▸ TASK INSTRUCTIONS
Provide the data again in its entirety, exactly as given.

▸ MATERIAL PROVIDED
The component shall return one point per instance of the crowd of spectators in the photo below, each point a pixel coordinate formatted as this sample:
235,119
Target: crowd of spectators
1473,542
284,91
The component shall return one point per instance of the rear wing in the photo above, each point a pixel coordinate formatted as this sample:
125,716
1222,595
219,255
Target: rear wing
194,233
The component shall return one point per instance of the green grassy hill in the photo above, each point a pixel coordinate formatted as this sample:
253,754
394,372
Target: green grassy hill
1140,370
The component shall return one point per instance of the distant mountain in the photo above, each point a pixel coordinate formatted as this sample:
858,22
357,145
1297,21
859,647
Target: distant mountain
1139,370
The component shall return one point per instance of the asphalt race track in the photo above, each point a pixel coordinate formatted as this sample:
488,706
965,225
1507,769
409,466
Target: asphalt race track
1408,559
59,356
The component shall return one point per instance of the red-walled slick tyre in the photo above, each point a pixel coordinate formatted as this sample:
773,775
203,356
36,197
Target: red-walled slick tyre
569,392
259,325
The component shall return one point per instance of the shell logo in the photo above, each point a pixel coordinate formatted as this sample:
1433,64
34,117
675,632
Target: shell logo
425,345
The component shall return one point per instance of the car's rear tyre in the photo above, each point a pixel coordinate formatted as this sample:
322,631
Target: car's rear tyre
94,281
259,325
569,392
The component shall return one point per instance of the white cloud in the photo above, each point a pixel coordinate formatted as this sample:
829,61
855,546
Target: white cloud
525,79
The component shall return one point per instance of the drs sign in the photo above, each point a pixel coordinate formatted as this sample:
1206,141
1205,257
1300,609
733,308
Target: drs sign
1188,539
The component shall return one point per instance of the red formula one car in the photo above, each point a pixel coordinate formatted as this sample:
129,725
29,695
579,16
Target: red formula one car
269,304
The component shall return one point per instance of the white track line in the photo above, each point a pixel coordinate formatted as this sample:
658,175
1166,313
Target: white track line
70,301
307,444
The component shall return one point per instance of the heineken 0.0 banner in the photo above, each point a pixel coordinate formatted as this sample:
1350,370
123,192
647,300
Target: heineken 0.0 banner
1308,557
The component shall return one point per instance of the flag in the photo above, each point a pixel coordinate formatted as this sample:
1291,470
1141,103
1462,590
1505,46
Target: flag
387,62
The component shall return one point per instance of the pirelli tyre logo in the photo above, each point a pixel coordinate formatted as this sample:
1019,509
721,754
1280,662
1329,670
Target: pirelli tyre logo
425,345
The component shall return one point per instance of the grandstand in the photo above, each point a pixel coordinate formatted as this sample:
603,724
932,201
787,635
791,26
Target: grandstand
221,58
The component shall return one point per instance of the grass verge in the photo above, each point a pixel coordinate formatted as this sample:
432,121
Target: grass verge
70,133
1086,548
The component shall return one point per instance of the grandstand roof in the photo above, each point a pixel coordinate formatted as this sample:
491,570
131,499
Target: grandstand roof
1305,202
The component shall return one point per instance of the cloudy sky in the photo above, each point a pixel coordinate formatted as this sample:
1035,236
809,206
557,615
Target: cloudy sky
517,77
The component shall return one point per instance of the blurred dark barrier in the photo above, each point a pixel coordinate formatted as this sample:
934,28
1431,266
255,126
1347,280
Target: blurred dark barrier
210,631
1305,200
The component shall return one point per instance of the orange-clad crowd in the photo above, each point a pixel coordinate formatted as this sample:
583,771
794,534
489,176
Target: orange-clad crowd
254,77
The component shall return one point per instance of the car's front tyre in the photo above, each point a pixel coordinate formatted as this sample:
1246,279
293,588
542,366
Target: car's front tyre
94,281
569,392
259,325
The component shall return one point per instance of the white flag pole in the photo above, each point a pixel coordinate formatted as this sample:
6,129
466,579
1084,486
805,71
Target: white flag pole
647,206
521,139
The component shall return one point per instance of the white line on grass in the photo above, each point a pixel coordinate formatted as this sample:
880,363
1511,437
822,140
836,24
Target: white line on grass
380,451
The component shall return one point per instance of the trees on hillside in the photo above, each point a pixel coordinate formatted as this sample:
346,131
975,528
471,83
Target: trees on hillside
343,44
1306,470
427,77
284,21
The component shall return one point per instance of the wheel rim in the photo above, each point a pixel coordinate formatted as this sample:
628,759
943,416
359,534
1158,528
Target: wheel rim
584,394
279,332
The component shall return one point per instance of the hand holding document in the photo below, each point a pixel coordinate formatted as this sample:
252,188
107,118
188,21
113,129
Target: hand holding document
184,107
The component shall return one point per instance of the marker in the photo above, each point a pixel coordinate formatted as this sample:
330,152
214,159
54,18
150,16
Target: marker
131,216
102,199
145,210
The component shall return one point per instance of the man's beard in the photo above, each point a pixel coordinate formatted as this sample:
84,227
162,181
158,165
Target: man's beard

▸ OUTPUT BELOW
The component shall return one point per instance of the crowd of spectators in the photo below, each point a pixel coordinate formatted as this sample:
235,119
Target: crowd of spectators
1473,542
284,91
The component shall return one point per instance of the rear wing in the photo above, each point a pixel coordinate formatted as this sample:
125,716
1222,595
219,255
Target: rear wing
194,233
The component shall return one point per instance of the green grassy hill in the photo above, each point a pixel coordinate formatted as this sample:
253,754
394,372
Target: green grassy hill
1140,370
The component shall return one point per instance of the distant mountain in the photo above, each point a pixel coordinate formatted as this sample:
858,22
357,145
1297,21
859,647
Target: distant mountain
1139,370
The component shall return one point per instance of the asphalt race track in the photo above, each point a pixel coordinate formatted as this sample:
488,706
965,225
1507,769
409,466
Target: asphalt race track
1408,559
59,356
The component shall return one point per instance of the red-walled slick tyre in the photo above, each point a pixel coordinate formatted as this sample:
773,775
203,356
36,197
Target: red-walled slick tyre
569,392
259,325
The component shall return one point per instance of the shell logo in the photo above, each point a pixel coordinate formatted as this sample:
1433,64
34,117
675,632
Target: shell logo
425,345
The component shall return one point per instance of the car's rear tyre in the photo above, each point a pixel coordinate formatted as this sample:
322,631
Target: car's rear tyre
94,281
259,325
569,392
The component shall return one point per instance of the white cloud in the photo above, each point a pixel coordinate formatted as this sample:
829,61
855,546
Target: white cloud
525,79
The component shall return one point per instance of the drs sign in the photo above, each point a pixel coordinate formatted as this sample:
1206,141
1205,257
1300,609
733,308
Target: drs sign
1188,539
The component shall return one point per instance of the red formula one car in the photo above, each point a pixel coordinate formatted as this sample:
129,725
29,695
579,16
Target: red formula one car
269,304
The component shall return one point per instance of the white track line in the photo above, each point a pixel coordinate formatted as this sample:
658,175
1166,313
Target: white track line
70,301
307,444
The component shall return one point per instance of the heineken 0.0 banner in the photo above, each point a pixel coordinate formatted as this sample:
1350,370
123,192
647,300
Target: heineken 0.0 banner
1308,557
The component shall return one point per instance of the flag in the photo above, each point a pixel coordinate formatted as this sample:
1291,470
1141,103
1462,590
1505,46
Target: flag
387,62
The component shall return one point per instance of the pirelli tyre logo in the photo above, each point a pixel coordinate formatted as this sample:
1019,509
721,754
1280,662
1329,670
Target: pirelli tyre logo
425,345
The component shall return one point per instance of the grandstand in the photo above, each point a pixel coordinate formatted as this sample:
603,724
932,201
787,635
791,26
Target: grandstand
221,58
The component shall return one point per instance of the grass verge in the photo above, each point a pixel coordinate formatted as this sample:
432,121
Target: grass verge
70,133
1086,548
The component shall return one point per instance of the grandstand roof in the photo above, each point a pixel coordinate formatted as this sample:
491,570
131,499
Target: grandstand roof
1305,202
The component shall return one point per instance of the cloudy sky in the photo above, each point a pixel coordinate formatted as this sample:
1035,236
809,206
557,615
Target: cloudy sky
517,77
The component shall return one point per instance of the blurred dark barrier in the photo above, each point a pixel coordinate formatted as this sample:
934,28
1431,266
255,126
1347,280
Target: blurred dark barrier
210,631
1305,200
The component shall return one point per instance of the orange-clad crowd in the photo above, each point a pixel coordinate formatted as this sample:
583,771
794,534
489,176
Target: orange-clad crowd
254,77
The component shall return one point per instance of the car's front tyre in the photo above, each point a pixel coordinate formatted as this sample:
1246,279
293,588
542,366
Target: car's front tyre
94,281
569,392
259,325
The component shall return one point per instance of the white flag pole in the photo above, each point a pixel coordinate formatted as this sample:
6,129
466,579
1084,486
805,71
Target: white flag pole
647,206
521,139
The component shall return one point per instance of the white line on grass in the photo above, each point a pixel coordinate formatted as this sample:
880,363
1511,437
822,140
836,24
Target: white line on grass
380,451
The component shall return one point per instance of the trees on hillside in the photo above, each point a pixel coordinate formatted as this sample:
346,131
975,528
471,83
Target: trees on hillside
343,44
1306,470
427,77
284,21
The component shall return one point per instance of the wheel rim in the photo above, each point a pixel coordinate formatted as this sample:
628,759
943,416
359,534
1158,528
Target: wheel rim
584,394
279,332
The component shall return one point per instance of the hand holding document in the photo below, each point a pixel coordinate formatted as this sample:
252,188
107,118
188,21
113,129
Target: hand holding document
184,107
The component shall return one point per instance of the marker in the photo above, each point a pixel coordinate formatted as this sample:
330,152
214,159
54,18
150,16
Target: marker
131,216
102,199
145,210
The component shall return one point per instance of the man's beard in the photo above, each point a pixel coordinate formatted as this sample:
84,227
162,181
158,165
Target: man's beard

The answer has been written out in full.